Start of Data excerpts

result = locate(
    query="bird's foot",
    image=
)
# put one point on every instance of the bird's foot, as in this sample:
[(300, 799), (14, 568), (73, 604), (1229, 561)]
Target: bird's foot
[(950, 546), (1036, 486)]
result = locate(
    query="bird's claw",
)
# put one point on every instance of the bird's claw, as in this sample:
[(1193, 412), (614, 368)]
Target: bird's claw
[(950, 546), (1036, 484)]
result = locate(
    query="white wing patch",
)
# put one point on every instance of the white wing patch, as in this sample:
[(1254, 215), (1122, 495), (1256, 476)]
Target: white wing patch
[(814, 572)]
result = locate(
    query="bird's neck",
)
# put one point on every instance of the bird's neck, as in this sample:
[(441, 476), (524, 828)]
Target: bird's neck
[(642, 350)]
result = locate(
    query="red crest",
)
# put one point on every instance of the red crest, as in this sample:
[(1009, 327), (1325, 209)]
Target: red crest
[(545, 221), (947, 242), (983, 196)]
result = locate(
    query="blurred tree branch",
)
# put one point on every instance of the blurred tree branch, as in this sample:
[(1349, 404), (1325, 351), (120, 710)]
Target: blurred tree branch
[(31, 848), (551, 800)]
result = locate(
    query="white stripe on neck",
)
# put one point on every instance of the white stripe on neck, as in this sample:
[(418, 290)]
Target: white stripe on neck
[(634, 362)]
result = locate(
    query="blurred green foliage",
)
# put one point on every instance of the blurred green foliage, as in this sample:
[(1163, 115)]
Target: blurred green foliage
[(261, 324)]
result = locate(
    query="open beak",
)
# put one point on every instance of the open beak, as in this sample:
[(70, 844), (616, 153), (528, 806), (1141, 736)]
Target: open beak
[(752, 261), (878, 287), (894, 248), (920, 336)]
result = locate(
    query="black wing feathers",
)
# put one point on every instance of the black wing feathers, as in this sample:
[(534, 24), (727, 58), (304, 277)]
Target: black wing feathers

End of Data excerpts

Exercise prompt: Render every line above as a JSON list of strings, one string per line, leaving out any blank lines.

The answer:
[
  "result = locate(",
  "    query=\"bird's foot\",",
  "    image=",
  ")",
  "# put one point on every instance of the bird's foot, as in this sample:",
  "[(300, 799), (14, 568), (73, 604), (1229, 561)]",
  "Target: bird's foot",
  "[(950, 546), (1036, 486)]",
  "result = locate(",
  "    query=\"bird's claw\",",
  ")",
  "# put one point on every instance of the bird's claw, as in this sample:",
  "[(1193, 412), (614, 368)]",
  "Target: bird's claw",
  "[(950, 546), (1036, 484)]",
  "result = locate(",
  "    query=\"white wing patch\",",
  ")",
  "# put one point on every instance of the white wing patch, as in this sample:",
  "[(1254, 215), (1122, 495), (1256, 476)]",
  "Target: white wing patch",
  "[(814, 572)]",
  "result = locate(",
  "    query=\"bird's neck\",",
  ")",
  "# put one point on every instance of the bird's neck, as in this sample:",
  "[(441, 476), (524, 828)]",
  "Target: bird's neck",
  "[(642, 350)]",
  "result = locate(",
  "    query=\"red crest\",",
  ")",
  "# put one point on every instance of the red crest, as in this sample:",
  "[(1009, 327), (1325, 209)]",
  "Target: red crest",
  "[(545, 221), (947, 242), (983, 196)]",
  "result = locate(",
  "    query=\"blurred tree branch\",",
  ")",
  "# put one point on every instance of the blurred tree branch, as in this sample:",
  "[(1349, 404), (1325, 351), (120, 710)]",
  "Target: blurred tree branch",
  "[(31, 848), (551, 800)]",
  "result = locate(",
  "    query=\"white stripe on neck\",",
  ")",
  "# put one point on every instance of the white stripe on neck, as in this sample:",
  "[(418, 290)]",
  "Target: white stripe on neck",
  "[(634, 362)]",
  "result = locate(",
  "    query=\"blurred green foliage\",",
  ")",
  "# put one point on every instance of the blurred green foliage, as in this sample:",
  "[(1163, 115)]",
  "Target: blurred green foliage",
  "[(261, 324)]",
  "result = locate(",
  "    query=\"open beak\",",
  ")",
  "# put one point on every instance of the open beak, as in this sample:",
  "[(70, 844), (616, 153), (528, 806), (1141, 736)]",
  "Target: open beak",
  "[(752, 261), (878, 287), (894, 248), (920, 336)]",
  "result = locate(",
  "    query=\"black wing feathers\",",
  ")",
  "# put one point on every instance of the black wing feathers, as in this sample:",
  "[(534, 24), (727, 58), (304, 277)]",
  "Target: black wing feathers"
]